_Exercise instructions_: Copy out every line of the material that contains the string "water". Matches are case-sensitive.

....

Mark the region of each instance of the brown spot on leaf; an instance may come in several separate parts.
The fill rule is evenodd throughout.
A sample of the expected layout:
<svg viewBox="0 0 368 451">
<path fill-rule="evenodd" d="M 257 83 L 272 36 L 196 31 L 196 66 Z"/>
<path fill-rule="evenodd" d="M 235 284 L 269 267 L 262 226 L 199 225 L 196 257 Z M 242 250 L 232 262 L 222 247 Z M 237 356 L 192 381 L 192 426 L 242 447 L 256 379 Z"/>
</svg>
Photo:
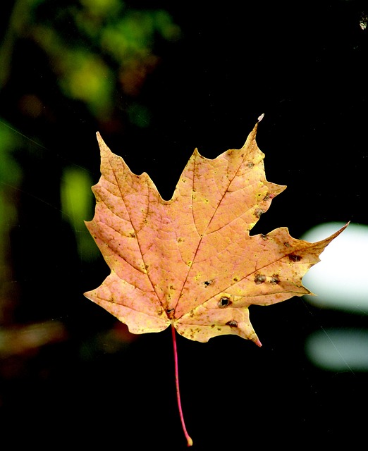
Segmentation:
<svg viewBox="0 0 368 451">
<path fill-rule="evenodd" d="M 173 315 L 175 313 L 175 309 L 166 309 L 166 315 L 169 319 L 173 319 Z"/>
<path fill-rule="evenodd" d="M 278 274 L 273 274 L 272 277 L 270 279 L 269 283 L 272 283 L 273 285 L 277 285 L 278 283 L 280 283 L 280 279 L 278 278 Z"/>
<path fill-rule="evenodd" d="M 266 282 L 266 276 L 264 274 L 256 274 L 254 276 L 254 282 L 256 285 L 260 285 L 264 282 Z"/>
<path fill-rule="evenodd" d="M 256 209 L 256 210 L 254 210 L 254 215 L 259 218 L 261 217 L 261 215 L 262 215 L 264 213 L 264 210 L 262 210 L 262 209 Z"/>
<path fill-rule="evenodd" d="M 226 296 L 223 296 L 221 299 L 219 301 L 219 307 L 220 309 L 224 309 L 225 307 L 228 307 L 231 304 L 232 304 L 229 297 Z"/>
</svg>

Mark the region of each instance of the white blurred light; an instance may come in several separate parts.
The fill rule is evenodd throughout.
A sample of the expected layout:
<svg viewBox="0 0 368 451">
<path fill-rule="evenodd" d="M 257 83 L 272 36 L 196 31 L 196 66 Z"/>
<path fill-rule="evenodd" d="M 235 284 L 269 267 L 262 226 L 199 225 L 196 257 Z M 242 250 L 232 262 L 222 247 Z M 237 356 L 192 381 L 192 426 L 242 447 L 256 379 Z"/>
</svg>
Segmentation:
<svg viewBox="0 0 368 451">
<path fill-rule="evenodd" d="M 315 242 L 343 225 L 321 224 L 301 237 Z M 321 307 L 368 312 L 368 226 L 350 223 L 320 259 L 303 278 L 303 285 L 317 297 L 305 296 L 305 299 Z"/>
<path fill-rule="evenodd" d="M 368 330 L 332 328 L 307 338 L 305 353 L 317 366 L 329 371 L 368 371 Z"/>
</svg>

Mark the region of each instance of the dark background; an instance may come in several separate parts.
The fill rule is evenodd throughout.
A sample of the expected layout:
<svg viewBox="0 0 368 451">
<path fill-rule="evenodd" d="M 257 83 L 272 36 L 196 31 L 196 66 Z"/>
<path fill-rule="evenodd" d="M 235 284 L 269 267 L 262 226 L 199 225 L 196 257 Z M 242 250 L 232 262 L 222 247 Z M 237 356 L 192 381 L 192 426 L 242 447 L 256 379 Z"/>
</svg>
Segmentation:
<svg viewBox="0 0 368 451">
<path fill-rule="evenodd" d="M 3 46 L 20 3 L 1 7 Z M 58 26 L 63 11 L 78 4 L 40 3 L 32 20 L 61 20 Z M 366 2 L 125 4 L 168 11 L 181 34 L 171 42 L 157 37 L 159 63 L 137 92 L 114 88 L 108 118 L 63 93 L 55 62 L 24 30 L 0 69 L 8 71 L 0 117 L 20 140 L 12 158 L 22 174 L 19 183 L 1 182 L 17 210 L 4 238 L 9 276 L 0 325 L 14 347 L 0 354 L 1 440 L 12 448 L 87 448 L 99 440 L 104 449 L 185 447 L 170 331 L 132 337 L 82 295 L 109 270 L 102 257 L 78 254 L 75 231 L 61 214 L 60 182 L 70 166 L 97 182 L 96 131 L 169 199 L 195 147 L 208 158 L 239 148 L 264 113 L 257 142 L 266 178 L 288 189 L 254 233 L 288 226 L 299 237 L 323 222 L 368 223 Z M 80 39 L 70 20 L 61 29 L 69 45 Z M 42 104 L 37 115 L 24 108 L 30 94 Z M 144 106 L 137 119 L 132 105 Z M 78 233 L 85 233 L 82 225 Z M 298 449 L 343 438 L 356 447 L 366 440 L 367 373 L 314 367 L 304 342 L 321 328 L 363 327 L 367 317 L 301 298 L 250 313 L 262 348 L 232 336 L 205 345 L 178 338 L 193 449 Z M 61 331 L 49 342 L 14 344 L 25 326 L 53 323 Z"/>
</svg>

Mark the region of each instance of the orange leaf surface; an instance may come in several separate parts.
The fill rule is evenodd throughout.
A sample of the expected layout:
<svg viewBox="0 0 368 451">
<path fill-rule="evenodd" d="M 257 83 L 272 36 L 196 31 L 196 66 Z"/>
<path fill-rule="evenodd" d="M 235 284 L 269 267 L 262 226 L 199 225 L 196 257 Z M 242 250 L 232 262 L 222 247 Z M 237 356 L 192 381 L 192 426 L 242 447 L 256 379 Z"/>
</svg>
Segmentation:
<svg viewBox="0 0 368 451">
<path fill-rule="evenodd" d="M 286 227 L 250 235 L 286 187 L 266 180 L 257 126 L 241 149 L 214 159 L 195 149 L 169 201 L 97 133 L 102 175 L 86 225 L 111 273 L 85 295 L 130 332 L 172 325 L 190 340 L 236 334 L 260 346 L 249 307 L 312 294 L 303 276 L 348 224 L 316 243 L 293 238 Z"/>
</svg>

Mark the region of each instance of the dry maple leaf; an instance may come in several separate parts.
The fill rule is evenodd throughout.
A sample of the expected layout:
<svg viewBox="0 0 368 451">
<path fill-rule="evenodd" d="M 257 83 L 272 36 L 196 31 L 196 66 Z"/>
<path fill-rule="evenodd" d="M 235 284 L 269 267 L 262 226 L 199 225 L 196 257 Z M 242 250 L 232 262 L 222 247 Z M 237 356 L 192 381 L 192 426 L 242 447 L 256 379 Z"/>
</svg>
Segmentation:
<svg viewBox="0 0 368 451">
<path fill-rule="evenodd" d="M 111 274 L 85 295 L 133 333 L 172 325 L 197 341 L 236 334 L 260 345 L 250 305 L 312 294 L 302 278 L 346 226 L 316 243 L 291 237 L 286 227 L 250 235 L 286 187 L 266 180 L 257 125 L 243 147 L 214 159 L 195 149 L 169 201 L 97 133 L 102 176 L 86 226 Z"/>
<path fill-rule="evenodd" d="M 197 341 L 236 334 L 261 346 L 249 307 L 312 294 L 303 276 L 347 225 L 316 243 L 291 237 L 285 227 L 250 235 L 286 187 L 266 180 L 257 126 L 241 149 L 214 159 L 195 149 L 168 201 L 97 133 L 102 176 L 92 187 L 97 204 L 86 225 L 111 273 L 85 295 L 130 332 L 172 326 L 175 351 L 174 328 Z M 181 415 L 179 397 L 178 402 Z"/>
</svg>

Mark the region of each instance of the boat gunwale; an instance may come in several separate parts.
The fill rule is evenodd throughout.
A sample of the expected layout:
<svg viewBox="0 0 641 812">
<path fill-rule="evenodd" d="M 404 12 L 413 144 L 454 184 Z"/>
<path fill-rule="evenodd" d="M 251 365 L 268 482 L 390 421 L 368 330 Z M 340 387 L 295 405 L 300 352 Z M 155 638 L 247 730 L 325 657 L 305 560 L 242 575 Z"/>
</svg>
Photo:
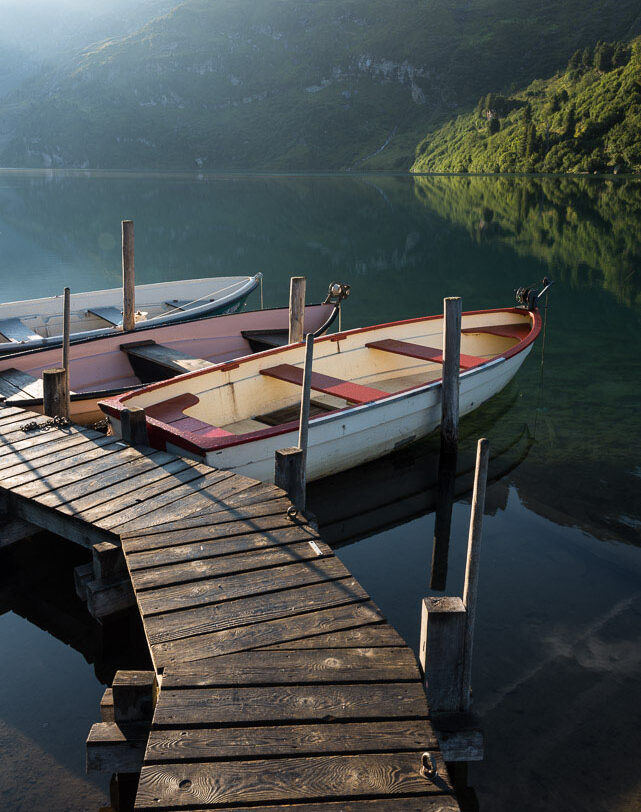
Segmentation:
<svg viewBox="0 0 641 812">
<path fill-rule="evenodd" d="M 511 308 L 492 308 L 489 310 L 469 310 L 462 314 L 462 316 L 476 316 L 481 314 L 490 314 L 490 313 L 515 313 L 518 315 L 523 315 L 527 313 L 530 316 L 530 332 L 525 336 L 525 338 L 518 341 L 513 347 L 510 347 L 503 353 L 499 353 L 494 358 L 488 359 L 485 363 L 479 364 L 472 369 L 465 370 L 464 372 L 459 373 L 459 380 L 467 379 L 472 377 L 479 372 L 486 371 L 489 367 L 495 366 L 498 363 L 508 360 L 509 358 L 518 355 L 519 353 L 523 352 L 527 349 L 531 344 L 534 343 L 536 338 L 538 337 L 539 333 L 541 332 L 542 327 L 542 319 L 541 314 L 539 313 L 538 309 L 534 311 L 524 310 L 523 308 L 511 307 Z M 434 321 L 435 319 L 443 319 L 442 314 L 438 314 L 435 316 L 419 316 L 413 319 L 403 319 L 400 321 L 393 321 L 388 322 L 386 324 L 374 324 L 369 325 L 367 327 L 356 327 L 353 330 L 342 331 L 340 333 L 334 333 L 333 335 L 323 336 L 322 338 L 318 339 L 318 342 L 321 341 L 341 341 L 347 336 L 361 334 L 370 332 L 373 330 L 380 330 L 383 327 L 395 327 L 398 325 L 405 325 L 405 324 L 416 324 L 418 322 L 426 322 L 426 321 Z M 239 367 L 241 364 L 248 363 L 249 361 L 254 361 L 259 358 L 267 358 L 271 355 L 275 355 L 279 352 L 282 352 L 283 349 L 293 349 L 295 347 L 304 347 L 304 342 L 299 342 L 298 344 L 289 344 L 286 347 L 276 347 L 274 349 L 265 350 L 261 353 L 255 353 L 251 356 L 246 356 L 245 358 L 239 358 L 236 361 L 227 361 L 221 364 L 217 364 L 212 367 L 208 367 L 207 369 L 202 370 L 195 370 L 194 372 L 187 372 L 184 375 L 179 375 L 177 378 L 172 378 L 172 381 L 176 381 L 177 379 L 180 380 L 187 380 L 191 378 L 195 378 L 200 375 L 204 374 L 211 374 L 216 371 L 225 371 L 225 369 L 234 369 Z M 367 403 L 359 403 L 353 404 L 351 406 L 344 406 L 341 409 L 335 409 L 332 412 L 328 412 L 326 414 L 319 415 L 317 417 L 310 419 L 310 425 L 321 425 L 324 423 L 332 422 L 333 420 L 343 419 L 345 417 L 345 413 L 349 412 L 349 414 L 356 414 L 364 409 L 373 409 L 377 406 L 387 405 L 389 403 L 393 403 L 397 399 L 405 399 L 407 397 L 413 397 L 415 395 L 422 395 L 425 392 L 429 391 L 430 389 L 434 389 L 441 385 L 442 377 L 437 378 L 433 381 L 429 381 L 425 384 L 418 384 L 416 386 L 409 387 L 408 389 L 403 389 L 400 392 L 390 392 L 385 397 L 380 397 L 375 400 L 368 401 Z M 158 383 L 150 384 L 149 386 L 144 387 L 145 392 L 150 392 L 155 389 L 160 389 L 166 385 L 166 381 L 160 381 Z M 135 392 L 127 392 L 123 395 L 117 396 L 115 398 L 110 399 L 109 401 L 102 401 L 99 402 L 99 406 L 102 411 L 116 419 L 119 418 L 119 412 L 122 409 L 127 408 L 126 401 L 130 398 L 135 397 L 136 395 L 141 393 L 141 389 L 136 390 Z M 199 457 L 206 458 L 207 454 L 210 452 L 215 451 L 222 451 L 224 449 L 237 446 L 237 445 L 244 445 L 246 443 L 255 442 L 257 440 L 265 440 L 271 437 L 276 437 L 282 434 L 289 434 L 292 431 L 298 428 L 298 421 L 290 421 L 288 423 L 283 423 L 278 426 L 266 426 L 264 429 L 259 429 L 253 432 L 247 432 L 246 434 L 237 434 L 237 435 L 230 435 L 226 437 L 211 437 L 211 438 L 202 438 L 200 435 L 195 434 L 194 432 L 189 431 L 180 431 L 178 429 L 173 428 L 170 424 L 164 423 L 161 420 L 156 420 L 153 417 L 147 416 L 147 429 L 149 433 L 150 442 L 153 445 L 153 442 L 158 442 L 162 448 L 166 448 L 167 443 L 171 443 L 173 446 L 177 448 L 182 448 L 185 451 L 189 451 L 193 454 L 198 455 Z M 215 428 L 215 426 L 212 426 Z"/>
</svg>

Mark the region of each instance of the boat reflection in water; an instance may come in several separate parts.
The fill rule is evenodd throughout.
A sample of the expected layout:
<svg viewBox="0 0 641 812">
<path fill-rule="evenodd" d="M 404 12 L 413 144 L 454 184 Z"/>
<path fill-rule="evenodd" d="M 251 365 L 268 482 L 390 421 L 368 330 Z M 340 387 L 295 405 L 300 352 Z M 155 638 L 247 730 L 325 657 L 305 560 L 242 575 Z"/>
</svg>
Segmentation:
<svg viewBox="0 0 641 812">
<path fill-rule="evenodd" d="M 482 428 L 487 431 L 511 409 L 518 396 L 516 387 L 511 387 L 495 398 L 483 410 Z M 475 440 L 483 433 L 479 426 L 479 420 L 461 424 L 458 459 L 454 465 L 443 466 L 440 461 L 440 438 L 435 432 L 423 442 L 394 454 L 310 483 L 307 507 L 316 517 L 324 541 L 339 548 L 432 512 L 447 517 L 452 501 L 471 496 Z M 500 446 L 491 447 L 488 482 L 501 480 L 517 468 L 533 443 L 534 438 L 524 425 L 514 430 L 513 436 L 508 436 Z M 453 482 L 446 481 L 448 478 Z M 486 512 L 490 513 L 502 507 L 496 502 L 496 488 L 492 496 L 494 504 L 486 504 Z M 507 499 L 507 488 L 504 497 Z M 447 532 L 439 537 L 433 555 L 432 586 L 435 589 L 445 588 L 449 540 L 447 518 L 444 526 Z"/>
</svg>

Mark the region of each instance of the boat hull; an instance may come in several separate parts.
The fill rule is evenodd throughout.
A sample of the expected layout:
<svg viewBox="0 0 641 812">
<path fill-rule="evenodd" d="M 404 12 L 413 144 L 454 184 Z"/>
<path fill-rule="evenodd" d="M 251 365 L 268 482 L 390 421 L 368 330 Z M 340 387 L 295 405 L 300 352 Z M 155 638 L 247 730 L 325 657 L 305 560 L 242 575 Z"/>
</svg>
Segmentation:
<svg viewBox="0 0 641 812">
<path fill-rule="evenodd" d="M 170 307 L 168 302 L 168 309 L 162 313 L 138 321 L 135 332 L 138 333 L 170 324 L 180 324 L 195 319 L 236 313 L 243 306 L 249 294 L 258 286 L 260 278 L 260 274 L 246 278 L 229 277 L 228 279 L 236 281 L 232 282 L 228 287 L 223 287 L 220 292 L 216 291 L 215 300 L 203 301 L 202 304 L 197 304 L 197 302 L 199 298 L 203 297 L 202 292 L 207 289 L 208 283 L 214 285 L 216 282 L 227 281 L 227 278 L 222 280 L 185 280 L 183 282 L 139 285 L 136 288 L 136 307 L 141 310 L 148 307 L 157 309 L 159 301 L 171 297 L 176 298 L 179 295 L 194 297 L 196 306 L 190 305 L 183 310 L 177 306 Z M 99 310 L 101 308 L 115 311 L 122 308 L 122 291 L 114 288 L 113 290 L 72 294 L 70 336 L 72 344 L 112 335 L 131 335 L 131 333 L 124 333 L 121 326 L 108 325 L 104 319 L 98 316 L 91 317 L 92 309 Z M 19 319 L 25 327 L 32 330 L 31 335 L 19 341 L 3 338 L 2 323 L 4 320 L 11 318 Z M 60 347 L 62 345 L 61 329 L 62 301 L 60 297 L 0 303 L 0 358 L 11 357 L 32 350 Z M 33 332 L 34 330 L 35 332 Z M 46 330 L 47 334 L 38 334 L 39 331 L 42 333 L 44 330 Z M 51 333 L 52 330 L 53 333 Z"/>
<path fill-rule="evenodd" d="M 332 305 L 307 305 L 305 320 L 310 330 L 320 329 L 330 318 Z M 114 395 L 131 392 L 143 386 L 121 347 L 128 340 L 141 338 L 156 341 L 169 349 L 212 364 L 228 361 L 251 353 L 250 341 L 243 337 L 246 331 L 286 331 L 289 324 L 288 308 L 243 311 L 212 319 L 198 319 L 190 323 L 168 324 L 120 333 L 103 338 L 75 342 L 70 347 L 70 384 L 74 392 L 70 402 L 70 418 L 74 423 L 88 425 L 104 419 L 98 402 Z M 60 365 L 60 349 L 31 350 L 16 356 L 0 356 L 0 400 L 2 399 L 2 373 L 18 370 L 40 379 L 45 369 Z M 7 403 L 42 414 L 42 397 L 21 398 L 5 395 Z"/>
<path fill-rule="evenodd" d="M 478 370 L 460 376 L 459 410 L 469 414 L 500 392 L 516 375 L 532 346 L 511 358 L 499 358 Z M 441 382 L 394 395 L 379 402 L 344 409 L 309 424 L 307 480 L 375 460 L 426 437 L 441 423 Z M 120 421 L 112 418 L 116 434 Z M 167 442 L 167 451 L 207 465 L 252 477 L 274 481 L 274 454 L 296 446 L 298 430 L 265 437 L 250 443 L 208 451 L 204 455 Z"/>
</svg>

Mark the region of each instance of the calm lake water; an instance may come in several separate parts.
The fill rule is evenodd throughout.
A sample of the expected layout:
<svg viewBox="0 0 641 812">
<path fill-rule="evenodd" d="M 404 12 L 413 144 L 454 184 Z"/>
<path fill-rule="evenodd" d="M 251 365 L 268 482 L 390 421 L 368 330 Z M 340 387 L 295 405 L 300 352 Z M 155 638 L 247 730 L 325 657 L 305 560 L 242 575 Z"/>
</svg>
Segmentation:
<svg viewBox="0 0 641 812">
<path fill-rule="evenodd" d="M 310 509 L 416 647 L 422 598 L 461 594 L 470 470 L 488 437 L 473 674 L 486 759 L 467 782 L 485 812 L 639 810 L 641 183 L 5 172 L 0 299 L 117 286 L 124 218 L 140 283 L 262 271 L 272 306 L 292 275 L 309 300 L 338 279 L 352 285 L 345 327 L 436 313 L 444 296 L 509 305 L 516 287 L 555 280 L 544 357 L 539 340 L 462 421 L 444 591 L 429 588 L 433 438 L 313 485 Z M 101 682 L 132 654 L 87 649 L 69 580 L 85 554 L 36 544 L 0 554 L 0 806 L 97 810 L 106 782 L 84 775 L 84 738 Z M 47 550 L 58 568 L 33 576 Z"/>
</svg>

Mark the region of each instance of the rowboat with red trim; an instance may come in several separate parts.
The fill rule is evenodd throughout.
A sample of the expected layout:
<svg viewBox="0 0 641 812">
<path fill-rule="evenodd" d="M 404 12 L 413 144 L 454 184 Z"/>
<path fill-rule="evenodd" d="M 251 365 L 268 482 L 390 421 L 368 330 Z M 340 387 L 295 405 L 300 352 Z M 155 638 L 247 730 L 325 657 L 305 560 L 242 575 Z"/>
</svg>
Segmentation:
<svg viewBox="0 0 641 812">
<path fill-rule="evenodd" d="M 323 332 L 336 312 L 330 301 L 308 305 L 307 329 Z M 76 341 L 69 348 L 70 417 L 74 423 L 95 423 L 104 417 L 98 401 L 106 397 L 285 345 L 288 324 L 289 311 L 281 307 Z M 0 402 L 42 413 L 42 373 L 60 362 L 60 348 L 0 355 Z"/>
<path fill-rule="evenodd" d="M 541 330 L 538 310 L 464 313 L 460 413 L 514 377 Z M 307 478 L 383 456 L 438 427 L 443 317 L 349 330 L 314 345 Z M 297 443 L 304 344 L 181 375 L 100 404 L 120 436 L 125 408 L 145 410 L 150 444 L 273 481 L 274 452 Z"/>
</svg>

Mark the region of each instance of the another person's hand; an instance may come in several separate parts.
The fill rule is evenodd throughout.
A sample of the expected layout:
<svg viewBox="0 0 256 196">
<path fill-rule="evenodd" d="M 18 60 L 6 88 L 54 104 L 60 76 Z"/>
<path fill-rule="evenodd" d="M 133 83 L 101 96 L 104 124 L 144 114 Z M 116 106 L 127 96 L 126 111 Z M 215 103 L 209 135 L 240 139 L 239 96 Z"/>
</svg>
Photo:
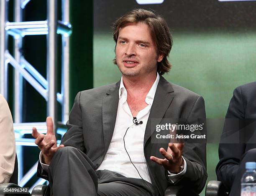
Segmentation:
<svg viewBox="0 0 256 196">
<path fill-rule="evenodd" d="M 57 141 L 54 131 L 52 119 L 51 117 L 46 118 L 47 131 L 46 135 L 39 133 L 36 127 L 33 127 L 32 135 L 36 139 L 35 143 L 42 152 L 44 163 L 50 165 L 54 155 L 58 149 L 64 147 L 61 145 L 57 147 Z"/>
</svg>

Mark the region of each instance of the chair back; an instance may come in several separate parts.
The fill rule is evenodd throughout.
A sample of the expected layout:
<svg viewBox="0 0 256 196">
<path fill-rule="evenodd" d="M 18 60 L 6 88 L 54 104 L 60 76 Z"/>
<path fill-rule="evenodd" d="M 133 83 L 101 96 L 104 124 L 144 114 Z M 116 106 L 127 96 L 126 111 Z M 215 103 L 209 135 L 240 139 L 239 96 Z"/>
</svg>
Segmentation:
<svg viewBox="0 0 256 196">
<path fill-rule="evenodd" d="M 15 163 L 14 164 L 14 170 L 13 170 L 13 173 L 12 177 L 10 178 L 9 183 L 18 184 L 18 159 L 17 158 L 16 154 L 16 157 L 15 158 Z"/>
</svg>

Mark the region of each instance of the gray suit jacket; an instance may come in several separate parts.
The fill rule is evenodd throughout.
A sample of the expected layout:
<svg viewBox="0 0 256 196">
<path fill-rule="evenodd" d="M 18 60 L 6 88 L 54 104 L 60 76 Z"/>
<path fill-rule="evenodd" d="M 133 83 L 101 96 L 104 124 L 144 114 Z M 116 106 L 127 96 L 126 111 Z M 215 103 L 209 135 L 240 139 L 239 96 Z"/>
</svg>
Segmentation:
<svg viewBox="0 0 256 196">
<path fill-rule="evenodd" d="M 97 169 L 100 165 L 110 144 L 118 103 L 120 81 L 117 83 L 79 92 L 76 97 L 68 130 L 61 144 L 79 149 L 92 160 Z M 144 137 L 144 155 L 152 183 L 161 195 L 174 184 L 169 181 L 167 171 L 150 160 L 151 155 L 162 158 L 159 152 L 166 144 L 151 142 L 151 127 L 161 124 L 166 118 L 183 118 L 191 122 L 195 118 L 205 118 L 204 101 L 197 94 L 178 85 L 171 84 L 160 76 Z M 157 119 L 152 121 L 151 119 Z M 152 127 L 151 127 L 152 126 Z M 183 156 L 187 169 L 183 178 L 176 183 L 194 191 L 202 190 L 207 178 L 206 144 L 185 143 Z M 38 174 L 46 178 L 47 174 L 38 164 Z"/>
</svg>

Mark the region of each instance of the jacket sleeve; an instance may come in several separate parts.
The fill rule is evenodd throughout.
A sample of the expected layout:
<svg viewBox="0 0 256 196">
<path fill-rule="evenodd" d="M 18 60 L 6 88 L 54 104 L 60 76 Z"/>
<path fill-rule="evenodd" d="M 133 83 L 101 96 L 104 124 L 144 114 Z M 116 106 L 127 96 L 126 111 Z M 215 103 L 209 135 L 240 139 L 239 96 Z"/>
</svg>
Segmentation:
<svg viewBox="0 0 256 196">
<path fill-rule="evenodd" d="M 199 97 L 192 107 L 187 119 L 190 125 L 198 124 L 200 119 L 205 119 L 205 102 L 202 97 Z M 205 129 L 200 135 L 206 134 Z M 207 179 L 206 171 L 206 140 L 200 143 L 185 142 L 183 157 L 187 162 L 187 171 L 183 178 L 176 186 L 185 186 L 195 192 L 200 193 L 204 188 Z"/>
<path fill-rule="evenodd" d="M 9 182 L 14 169 L 16 150 L 13 123 L 7 102 L 0 94 L 0 183 Z"/>
<path fill-rule="evenodd" d="M 227 133 L 230 126 L 228 118 L 238 119 L 244 118 L 244 99 L 241 87 L 234 91 L 233 95 L 230 101 L 223 132 L 223 135 Z M 217 179 L 221 181 L 228 191 L 231 188 L 238 171 L 239 164 L 244 153 L 244 143 L 224 143 L 221 140 L 219 146 L 220 161 L 216 168 Z"/>
</svg>

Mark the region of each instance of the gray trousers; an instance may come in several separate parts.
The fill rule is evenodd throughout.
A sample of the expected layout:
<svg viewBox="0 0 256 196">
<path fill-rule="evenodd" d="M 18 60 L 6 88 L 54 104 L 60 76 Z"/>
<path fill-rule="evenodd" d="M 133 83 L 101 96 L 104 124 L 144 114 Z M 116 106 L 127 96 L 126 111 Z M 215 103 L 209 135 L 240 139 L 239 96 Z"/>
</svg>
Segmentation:
<svg viewBox="0 0 256 196">
<path fill-rule="evenodd" d="M 156 187 L 141 179 L 126 178 L 107 170 L 95 171 L 88 157 L 72 147 L 58 150 L 49 174 L 51 195 L 54 196 L 158 195 Z"/>
</svg>

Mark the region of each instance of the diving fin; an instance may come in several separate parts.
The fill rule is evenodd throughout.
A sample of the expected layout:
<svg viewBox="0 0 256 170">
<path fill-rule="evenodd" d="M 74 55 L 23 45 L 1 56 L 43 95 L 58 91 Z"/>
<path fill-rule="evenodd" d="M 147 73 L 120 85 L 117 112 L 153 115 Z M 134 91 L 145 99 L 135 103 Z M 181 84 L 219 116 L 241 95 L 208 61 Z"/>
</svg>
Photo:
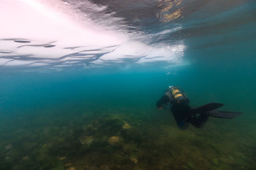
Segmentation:
<svg viewBox="0 0 256 170">
<path fill-rule="evenodd" d="M 233 118 L 237 116 L 242 114 L 241 112 L 234 112 L 234 111 L 217 111 L 212 110 L 204 113 L 203 114 L 208 115 L 212 117 L 222 118 Z"/>
<path fill-rule="evenodd" d="M 211 110 L 216 110 L 218 108 L 223 106 L 224 104 L 217 103 L 211 103 L 196 108 L 193 108 L 191 111 L 195 113 L 203 113 Z"/>
</svg>

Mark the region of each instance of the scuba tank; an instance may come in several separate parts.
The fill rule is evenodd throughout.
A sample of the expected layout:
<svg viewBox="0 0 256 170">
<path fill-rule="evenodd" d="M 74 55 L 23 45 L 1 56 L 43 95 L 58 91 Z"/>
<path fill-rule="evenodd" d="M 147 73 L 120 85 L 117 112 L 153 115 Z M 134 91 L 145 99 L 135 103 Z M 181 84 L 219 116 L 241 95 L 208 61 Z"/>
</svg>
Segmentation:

....

_Worked answer_:
Mark the region of each instance of the boat reflection in water; an instance may come in several separate parts.
Mark the region of each instance of the calm lake water; an instance may come in several separate parts.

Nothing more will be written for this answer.